# Your instructions
Return, unchanged, the lines of the records below, starting at the line containing "If you could tag the dark wooden" and ending at the last line of the records.

Rows from a pointing dataset:
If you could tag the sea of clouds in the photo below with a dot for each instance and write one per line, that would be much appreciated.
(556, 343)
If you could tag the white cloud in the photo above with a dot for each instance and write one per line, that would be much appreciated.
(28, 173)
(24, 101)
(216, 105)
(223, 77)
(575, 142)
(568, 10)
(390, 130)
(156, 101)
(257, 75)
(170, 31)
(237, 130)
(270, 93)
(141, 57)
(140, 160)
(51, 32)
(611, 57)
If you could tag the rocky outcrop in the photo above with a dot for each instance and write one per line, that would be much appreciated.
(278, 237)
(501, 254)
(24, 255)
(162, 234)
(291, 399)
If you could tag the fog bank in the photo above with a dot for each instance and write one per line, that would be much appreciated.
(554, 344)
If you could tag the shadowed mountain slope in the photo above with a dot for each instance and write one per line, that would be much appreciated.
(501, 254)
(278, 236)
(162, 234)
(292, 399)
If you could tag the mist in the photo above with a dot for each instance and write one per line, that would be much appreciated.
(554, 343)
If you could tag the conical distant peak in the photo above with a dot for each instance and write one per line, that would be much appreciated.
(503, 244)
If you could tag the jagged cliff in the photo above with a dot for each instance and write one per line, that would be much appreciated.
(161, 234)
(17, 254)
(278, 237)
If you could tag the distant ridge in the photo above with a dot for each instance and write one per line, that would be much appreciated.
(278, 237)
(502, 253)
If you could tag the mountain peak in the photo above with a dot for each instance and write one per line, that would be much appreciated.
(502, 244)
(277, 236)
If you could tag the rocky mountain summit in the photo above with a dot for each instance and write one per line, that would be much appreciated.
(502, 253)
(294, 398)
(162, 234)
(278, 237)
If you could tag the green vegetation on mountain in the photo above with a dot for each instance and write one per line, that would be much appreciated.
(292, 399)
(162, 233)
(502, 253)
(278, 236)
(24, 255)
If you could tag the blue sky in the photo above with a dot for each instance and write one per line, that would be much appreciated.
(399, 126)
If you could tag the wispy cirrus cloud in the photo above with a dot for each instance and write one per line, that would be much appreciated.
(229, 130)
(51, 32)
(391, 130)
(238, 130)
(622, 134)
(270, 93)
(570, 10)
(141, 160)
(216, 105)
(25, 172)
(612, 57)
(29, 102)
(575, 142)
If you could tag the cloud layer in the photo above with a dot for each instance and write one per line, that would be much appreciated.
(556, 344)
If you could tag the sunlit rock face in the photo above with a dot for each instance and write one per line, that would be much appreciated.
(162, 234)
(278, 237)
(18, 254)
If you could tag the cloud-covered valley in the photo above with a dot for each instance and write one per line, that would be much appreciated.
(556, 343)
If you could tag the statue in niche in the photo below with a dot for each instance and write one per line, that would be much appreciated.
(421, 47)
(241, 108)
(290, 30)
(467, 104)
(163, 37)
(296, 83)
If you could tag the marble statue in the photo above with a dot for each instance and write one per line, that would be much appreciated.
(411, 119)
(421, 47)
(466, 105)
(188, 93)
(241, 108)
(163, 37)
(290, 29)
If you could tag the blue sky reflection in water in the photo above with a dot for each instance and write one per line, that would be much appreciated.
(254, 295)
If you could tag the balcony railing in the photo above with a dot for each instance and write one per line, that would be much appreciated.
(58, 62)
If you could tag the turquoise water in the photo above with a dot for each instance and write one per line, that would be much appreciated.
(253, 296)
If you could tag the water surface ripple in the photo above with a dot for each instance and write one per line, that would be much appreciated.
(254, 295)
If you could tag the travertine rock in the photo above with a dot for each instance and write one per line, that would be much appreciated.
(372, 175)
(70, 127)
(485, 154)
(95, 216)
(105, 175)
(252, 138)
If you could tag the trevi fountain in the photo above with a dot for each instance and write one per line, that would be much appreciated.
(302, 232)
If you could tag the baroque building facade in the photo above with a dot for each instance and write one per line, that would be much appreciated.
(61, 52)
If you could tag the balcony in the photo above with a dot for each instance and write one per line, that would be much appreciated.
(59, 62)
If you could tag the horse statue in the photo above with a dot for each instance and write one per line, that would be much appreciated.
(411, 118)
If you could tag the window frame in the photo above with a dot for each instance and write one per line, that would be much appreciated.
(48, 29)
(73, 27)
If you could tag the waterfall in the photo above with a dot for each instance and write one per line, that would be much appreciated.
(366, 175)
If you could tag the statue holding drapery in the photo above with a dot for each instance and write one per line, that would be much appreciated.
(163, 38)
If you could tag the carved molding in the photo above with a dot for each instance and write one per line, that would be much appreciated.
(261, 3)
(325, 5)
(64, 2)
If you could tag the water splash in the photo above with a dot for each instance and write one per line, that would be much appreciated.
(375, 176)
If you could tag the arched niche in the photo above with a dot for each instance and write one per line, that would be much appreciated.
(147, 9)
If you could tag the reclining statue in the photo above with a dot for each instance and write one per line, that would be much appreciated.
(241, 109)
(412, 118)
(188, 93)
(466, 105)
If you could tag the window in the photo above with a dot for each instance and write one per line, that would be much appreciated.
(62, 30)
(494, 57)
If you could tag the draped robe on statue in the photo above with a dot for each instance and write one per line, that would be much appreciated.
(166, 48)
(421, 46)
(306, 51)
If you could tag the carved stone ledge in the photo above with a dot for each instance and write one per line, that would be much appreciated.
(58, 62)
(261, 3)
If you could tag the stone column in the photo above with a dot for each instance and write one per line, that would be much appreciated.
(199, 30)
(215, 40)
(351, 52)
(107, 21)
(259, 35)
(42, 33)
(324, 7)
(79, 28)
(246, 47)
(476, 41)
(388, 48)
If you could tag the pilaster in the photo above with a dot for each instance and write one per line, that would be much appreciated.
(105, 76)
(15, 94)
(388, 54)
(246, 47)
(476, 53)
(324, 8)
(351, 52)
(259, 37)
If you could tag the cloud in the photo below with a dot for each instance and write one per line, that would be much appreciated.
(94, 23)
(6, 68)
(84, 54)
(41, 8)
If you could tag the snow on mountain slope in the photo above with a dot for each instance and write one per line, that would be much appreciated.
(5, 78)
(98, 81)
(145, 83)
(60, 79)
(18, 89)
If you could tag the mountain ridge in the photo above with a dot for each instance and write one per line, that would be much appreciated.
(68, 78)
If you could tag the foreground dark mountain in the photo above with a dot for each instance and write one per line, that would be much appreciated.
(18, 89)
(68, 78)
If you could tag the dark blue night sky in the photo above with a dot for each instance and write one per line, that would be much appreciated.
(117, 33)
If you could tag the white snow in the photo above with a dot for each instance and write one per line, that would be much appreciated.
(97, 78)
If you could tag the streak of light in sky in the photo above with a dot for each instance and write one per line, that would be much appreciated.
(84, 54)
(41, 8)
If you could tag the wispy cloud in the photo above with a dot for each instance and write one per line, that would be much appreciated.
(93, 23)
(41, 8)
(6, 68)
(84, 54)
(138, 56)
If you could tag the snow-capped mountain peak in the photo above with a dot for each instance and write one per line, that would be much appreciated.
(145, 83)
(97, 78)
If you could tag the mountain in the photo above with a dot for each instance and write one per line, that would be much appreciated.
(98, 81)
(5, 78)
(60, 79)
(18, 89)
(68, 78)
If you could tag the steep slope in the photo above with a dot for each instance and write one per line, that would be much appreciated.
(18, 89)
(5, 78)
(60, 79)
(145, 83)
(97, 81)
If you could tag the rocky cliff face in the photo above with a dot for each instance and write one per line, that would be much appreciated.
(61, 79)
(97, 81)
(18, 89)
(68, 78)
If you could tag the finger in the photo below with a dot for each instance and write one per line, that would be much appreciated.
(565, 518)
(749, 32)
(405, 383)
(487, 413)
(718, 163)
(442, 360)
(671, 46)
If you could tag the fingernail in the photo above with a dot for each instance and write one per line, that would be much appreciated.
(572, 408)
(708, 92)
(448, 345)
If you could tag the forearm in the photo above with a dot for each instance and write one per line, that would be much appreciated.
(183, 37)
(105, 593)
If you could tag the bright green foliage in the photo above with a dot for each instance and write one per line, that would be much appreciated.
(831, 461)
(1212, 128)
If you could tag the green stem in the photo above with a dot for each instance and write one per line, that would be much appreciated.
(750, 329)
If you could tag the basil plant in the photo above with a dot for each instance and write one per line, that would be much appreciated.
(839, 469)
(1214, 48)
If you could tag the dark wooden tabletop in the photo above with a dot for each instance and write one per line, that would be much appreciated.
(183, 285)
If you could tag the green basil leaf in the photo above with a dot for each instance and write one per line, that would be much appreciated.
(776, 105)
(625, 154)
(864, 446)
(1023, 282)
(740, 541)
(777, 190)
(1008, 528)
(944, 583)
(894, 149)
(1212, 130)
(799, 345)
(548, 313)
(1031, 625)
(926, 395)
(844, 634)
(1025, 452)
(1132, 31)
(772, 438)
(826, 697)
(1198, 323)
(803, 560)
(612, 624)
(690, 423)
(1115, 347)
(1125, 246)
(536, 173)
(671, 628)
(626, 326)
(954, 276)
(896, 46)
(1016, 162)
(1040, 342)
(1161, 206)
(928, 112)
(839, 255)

# Correct answer
If you could tag the dark wooden tabletop in the photo above with a dot for each instance and write one per line, that would be much appreciated.
(183, 285)
If you could tag the green basil leaf in the photo above with a dot for each instance and write one per line, that would be much appreciated.
(776, 105)
(625, 154)
(864, 446)
(1023, 282)
(740, 541)
(777, 190)
(1008, 528)
(944, 583)
(894, 149)
(1212, 130)
(799, 345)
(548, 313)
(1031, 625)
(926, 395)
(844, 634)
(1025, 452)
(1132, 31)
(772, 438)
(826, 697)
(1198, 323)
(803, 560)
(612, 624)
(690, 423)
(1115, 347)
(1125, 246)
(536, 173)
(671, 628)
(626, 326)
(954, 276)
(896, 46)
(1016, 162)
(1040, 342)
(1161, 206)
(928, 112)
(839, 255)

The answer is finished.